(Document passage begins)
Genus of lichen-forming fungi

Obscuroplaca is a genus of lichen-forming fungi in the family Teloschistaceae. It contains three species of corticolous (bark-dwelling), crustose lichens.

==Taxonomy==
The genus, published in 2021 by lichenologists Ulrik Søchting, Ulf Arup, and Frank Bungartz, is a replacement for Phaeoplaca, an illegitimate name circumscribed by the same authors the previous year. The genus name combines the Latin obscuro ("dark", alluding to the dull colour of the thallus, which lacks the bright anthraquinones typical of other Teloschistaceae members), with placa, a reference to Caloplaca, the genus from which the species were originally transferred.

Obscuroplaca occupies a distinct and well-defined clade within the subfamily Caloplacoideae of the family Teloschistaceae.
(Document passage ends)
_Questions_
A) List the lichenologists whom the Obscuroplaca passage names as publishing the genus.
B) Continue the passage on the lichen genus Obscuroplaca from its last sentence.
(Supplied material begins)
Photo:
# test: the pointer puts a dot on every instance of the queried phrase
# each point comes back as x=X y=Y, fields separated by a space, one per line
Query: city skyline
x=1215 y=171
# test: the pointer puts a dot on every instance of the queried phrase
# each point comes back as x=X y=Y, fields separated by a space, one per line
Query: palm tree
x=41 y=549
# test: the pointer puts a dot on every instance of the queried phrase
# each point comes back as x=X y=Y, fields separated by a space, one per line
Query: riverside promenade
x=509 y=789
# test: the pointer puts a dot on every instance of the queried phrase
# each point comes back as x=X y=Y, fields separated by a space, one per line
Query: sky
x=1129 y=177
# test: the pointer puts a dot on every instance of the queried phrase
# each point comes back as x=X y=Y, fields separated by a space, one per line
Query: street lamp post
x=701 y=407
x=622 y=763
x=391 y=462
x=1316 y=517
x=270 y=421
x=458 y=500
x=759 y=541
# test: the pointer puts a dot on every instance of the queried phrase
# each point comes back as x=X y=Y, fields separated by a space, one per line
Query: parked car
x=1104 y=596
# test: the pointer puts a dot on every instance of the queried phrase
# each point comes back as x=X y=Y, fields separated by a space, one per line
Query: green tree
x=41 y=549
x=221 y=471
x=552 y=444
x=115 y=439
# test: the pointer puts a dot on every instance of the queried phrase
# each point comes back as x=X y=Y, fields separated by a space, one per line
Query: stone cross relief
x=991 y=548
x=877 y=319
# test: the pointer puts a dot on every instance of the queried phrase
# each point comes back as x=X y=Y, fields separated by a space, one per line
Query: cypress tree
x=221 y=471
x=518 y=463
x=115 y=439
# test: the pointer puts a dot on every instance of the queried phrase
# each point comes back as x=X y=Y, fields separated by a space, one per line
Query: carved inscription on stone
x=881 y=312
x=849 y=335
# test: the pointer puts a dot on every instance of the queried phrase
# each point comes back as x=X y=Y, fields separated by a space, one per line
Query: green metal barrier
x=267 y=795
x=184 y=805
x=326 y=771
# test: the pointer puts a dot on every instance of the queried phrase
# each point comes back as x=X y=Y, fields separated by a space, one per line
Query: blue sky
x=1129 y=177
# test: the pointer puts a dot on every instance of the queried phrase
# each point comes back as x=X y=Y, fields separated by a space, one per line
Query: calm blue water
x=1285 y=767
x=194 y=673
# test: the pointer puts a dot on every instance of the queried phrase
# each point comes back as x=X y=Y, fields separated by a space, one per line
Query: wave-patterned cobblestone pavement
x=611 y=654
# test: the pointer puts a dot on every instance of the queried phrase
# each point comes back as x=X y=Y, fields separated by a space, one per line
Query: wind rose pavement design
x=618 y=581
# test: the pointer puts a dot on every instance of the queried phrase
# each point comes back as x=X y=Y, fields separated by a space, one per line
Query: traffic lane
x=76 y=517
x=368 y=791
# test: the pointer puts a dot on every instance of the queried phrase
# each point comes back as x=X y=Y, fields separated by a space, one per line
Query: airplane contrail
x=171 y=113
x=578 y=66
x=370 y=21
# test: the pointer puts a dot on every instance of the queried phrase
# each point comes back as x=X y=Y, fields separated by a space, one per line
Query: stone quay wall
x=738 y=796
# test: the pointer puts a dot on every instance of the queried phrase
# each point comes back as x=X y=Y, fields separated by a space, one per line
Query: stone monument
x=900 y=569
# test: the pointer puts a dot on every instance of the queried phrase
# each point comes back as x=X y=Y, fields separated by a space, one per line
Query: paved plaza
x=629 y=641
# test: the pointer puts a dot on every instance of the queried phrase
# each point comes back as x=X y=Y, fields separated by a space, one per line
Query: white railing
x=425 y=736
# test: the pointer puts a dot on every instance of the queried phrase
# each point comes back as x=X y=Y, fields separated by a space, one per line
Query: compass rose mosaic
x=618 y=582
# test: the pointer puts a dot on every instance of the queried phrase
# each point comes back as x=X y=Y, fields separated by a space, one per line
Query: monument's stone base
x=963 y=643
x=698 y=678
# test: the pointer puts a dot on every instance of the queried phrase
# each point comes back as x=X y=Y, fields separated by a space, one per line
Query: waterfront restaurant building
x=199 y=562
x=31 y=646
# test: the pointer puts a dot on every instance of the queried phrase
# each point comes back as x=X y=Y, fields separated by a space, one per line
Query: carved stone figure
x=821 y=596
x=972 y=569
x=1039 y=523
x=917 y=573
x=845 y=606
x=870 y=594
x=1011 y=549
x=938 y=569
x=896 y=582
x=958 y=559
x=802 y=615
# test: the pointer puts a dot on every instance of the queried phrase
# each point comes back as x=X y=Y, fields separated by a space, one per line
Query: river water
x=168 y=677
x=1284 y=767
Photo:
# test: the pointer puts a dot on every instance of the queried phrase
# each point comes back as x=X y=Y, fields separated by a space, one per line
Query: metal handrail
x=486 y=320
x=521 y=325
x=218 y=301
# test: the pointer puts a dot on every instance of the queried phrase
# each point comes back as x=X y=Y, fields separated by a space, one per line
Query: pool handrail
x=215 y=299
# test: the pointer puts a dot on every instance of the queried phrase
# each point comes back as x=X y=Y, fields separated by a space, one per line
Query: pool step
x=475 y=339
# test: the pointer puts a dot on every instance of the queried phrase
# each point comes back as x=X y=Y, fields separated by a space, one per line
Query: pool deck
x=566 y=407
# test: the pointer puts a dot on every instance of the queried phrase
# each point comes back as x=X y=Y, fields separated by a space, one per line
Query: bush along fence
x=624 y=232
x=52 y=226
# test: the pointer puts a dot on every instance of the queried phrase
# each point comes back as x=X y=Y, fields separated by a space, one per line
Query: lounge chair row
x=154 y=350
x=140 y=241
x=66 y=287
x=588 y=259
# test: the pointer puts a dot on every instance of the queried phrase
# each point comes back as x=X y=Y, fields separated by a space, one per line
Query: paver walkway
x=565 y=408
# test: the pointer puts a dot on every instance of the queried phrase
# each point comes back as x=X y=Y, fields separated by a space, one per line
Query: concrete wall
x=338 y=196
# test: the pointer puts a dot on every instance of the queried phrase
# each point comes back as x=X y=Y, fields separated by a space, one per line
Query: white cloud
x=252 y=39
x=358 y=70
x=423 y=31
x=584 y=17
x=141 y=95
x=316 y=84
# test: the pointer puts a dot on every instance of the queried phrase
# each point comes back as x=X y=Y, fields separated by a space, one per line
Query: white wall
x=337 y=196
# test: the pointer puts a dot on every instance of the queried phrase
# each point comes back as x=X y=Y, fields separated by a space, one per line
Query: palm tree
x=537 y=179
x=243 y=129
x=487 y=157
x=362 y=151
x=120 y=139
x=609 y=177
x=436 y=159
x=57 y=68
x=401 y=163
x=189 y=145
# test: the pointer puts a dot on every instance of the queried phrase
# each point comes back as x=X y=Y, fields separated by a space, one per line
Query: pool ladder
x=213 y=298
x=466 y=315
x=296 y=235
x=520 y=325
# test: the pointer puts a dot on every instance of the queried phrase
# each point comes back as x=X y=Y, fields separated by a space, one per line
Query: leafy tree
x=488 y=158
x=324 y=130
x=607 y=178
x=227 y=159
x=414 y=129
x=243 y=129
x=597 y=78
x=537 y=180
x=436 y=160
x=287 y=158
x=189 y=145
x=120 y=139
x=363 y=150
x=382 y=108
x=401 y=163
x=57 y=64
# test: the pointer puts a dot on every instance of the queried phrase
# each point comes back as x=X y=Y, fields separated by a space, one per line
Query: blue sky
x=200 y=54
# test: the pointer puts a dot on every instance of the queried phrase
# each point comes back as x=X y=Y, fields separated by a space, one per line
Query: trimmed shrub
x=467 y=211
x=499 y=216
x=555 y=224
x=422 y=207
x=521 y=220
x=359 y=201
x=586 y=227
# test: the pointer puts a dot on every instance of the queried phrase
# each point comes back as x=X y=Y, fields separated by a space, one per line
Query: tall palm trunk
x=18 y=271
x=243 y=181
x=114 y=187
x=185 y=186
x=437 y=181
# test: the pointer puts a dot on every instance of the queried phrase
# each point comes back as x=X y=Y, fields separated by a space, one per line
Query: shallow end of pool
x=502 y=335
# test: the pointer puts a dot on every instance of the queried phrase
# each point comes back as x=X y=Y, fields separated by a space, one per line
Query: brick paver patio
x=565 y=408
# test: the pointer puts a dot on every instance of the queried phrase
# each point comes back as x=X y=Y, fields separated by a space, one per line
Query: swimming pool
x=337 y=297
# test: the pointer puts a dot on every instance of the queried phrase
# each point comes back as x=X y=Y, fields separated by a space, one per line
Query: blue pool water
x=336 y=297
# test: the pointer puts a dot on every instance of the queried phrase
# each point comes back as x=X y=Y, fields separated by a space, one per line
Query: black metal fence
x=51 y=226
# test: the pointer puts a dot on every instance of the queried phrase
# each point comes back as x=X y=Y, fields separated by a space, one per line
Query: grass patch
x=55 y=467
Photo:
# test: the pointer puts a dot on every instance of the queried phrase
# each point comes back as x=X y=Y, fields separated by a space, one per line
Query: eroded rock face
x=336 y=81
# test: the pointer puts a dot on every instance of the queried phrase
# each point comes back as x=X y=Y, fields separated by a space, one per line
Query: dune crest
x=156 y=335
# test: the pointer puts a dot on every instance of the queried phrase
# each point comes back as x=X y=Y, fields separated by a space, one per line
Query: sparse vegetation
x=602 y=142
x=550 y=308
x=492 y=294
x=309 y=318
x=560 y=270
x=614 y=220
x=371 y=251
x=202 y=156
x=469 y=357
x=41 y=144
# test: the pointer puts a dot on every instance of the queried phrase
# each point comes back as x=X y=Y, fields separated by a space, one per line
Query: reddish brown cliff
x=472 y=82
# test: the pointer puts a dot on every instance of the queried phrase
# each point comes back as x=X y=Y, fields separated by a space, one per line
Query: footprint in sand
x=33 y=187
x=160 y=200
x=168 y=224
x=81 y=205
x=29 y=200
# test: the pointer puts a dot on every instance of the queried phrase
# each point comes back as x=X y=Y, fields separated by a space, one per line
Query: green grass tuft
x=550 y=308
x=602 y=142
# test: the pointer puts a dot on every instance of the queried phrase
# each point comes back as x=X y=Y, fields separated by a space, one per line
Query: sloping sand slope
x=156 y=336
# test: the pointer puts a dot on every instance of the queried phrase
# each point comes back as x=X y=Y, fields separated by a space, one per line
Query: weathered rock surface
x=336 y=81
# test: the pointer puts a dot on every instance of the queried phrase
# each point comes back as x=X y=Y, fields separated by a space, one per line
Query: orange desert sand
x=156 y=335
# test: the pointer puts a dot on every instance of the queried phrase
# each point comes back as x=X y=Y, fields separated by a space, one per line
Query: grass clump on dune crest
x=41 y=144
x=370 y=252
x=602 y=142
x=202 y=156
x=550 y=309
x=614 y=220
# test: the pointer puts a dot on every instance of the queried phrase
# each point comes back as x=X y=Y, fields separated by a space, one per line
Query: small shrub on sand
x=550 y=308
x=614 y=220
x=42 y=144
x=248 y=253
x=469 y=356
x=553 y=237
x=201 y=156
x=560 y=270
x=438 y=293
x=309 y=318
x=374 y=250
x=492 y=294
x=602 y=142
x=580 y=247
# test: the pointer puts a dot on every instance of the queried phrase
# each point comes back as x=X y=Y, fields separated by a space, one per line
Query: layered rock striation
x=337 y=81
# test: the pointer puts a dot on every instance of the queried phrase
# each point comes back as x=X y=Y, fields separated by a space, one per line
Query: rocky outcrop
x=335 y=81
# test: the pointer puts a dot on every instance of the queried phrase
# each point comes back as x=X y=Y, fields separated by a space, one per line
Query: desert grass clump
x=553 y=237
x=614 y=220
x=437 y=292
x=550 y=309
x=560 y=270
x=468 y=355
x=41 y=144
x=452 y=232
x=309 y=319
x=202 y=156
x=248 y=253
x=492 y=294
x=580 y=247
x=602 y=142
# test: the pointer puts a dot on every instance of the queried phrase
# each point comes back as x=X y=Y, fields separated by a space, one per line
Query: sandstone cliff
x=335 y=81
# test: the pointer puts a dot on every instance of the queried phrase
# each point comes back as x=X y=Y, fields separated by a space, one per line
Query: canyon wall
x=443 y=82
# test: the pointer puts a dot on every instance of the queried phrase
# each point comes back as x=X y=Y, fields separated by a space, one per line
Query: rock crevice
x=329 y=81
(Supplied material ends)
_Answers in order_
A) Ulrik Søchting, Ulf Arup, Frank Bungartz

B)
==Description==
The thallus of Obscuroplaca species grows on tree bark, and is characterized by its crustose form and a surface marked by cracks and fissures. When it comes to reproduction, this lichen develops apothecia, which are typically brown in colour. Inside these apothecia are clavate-shaped asci of the Teloschistes type, each containing eight spores. These have a structure with a wide septum.

==Species==
Obscuroplaca species occur in Australia, the Galápagos Islands, Mexico, and the southeastern USA.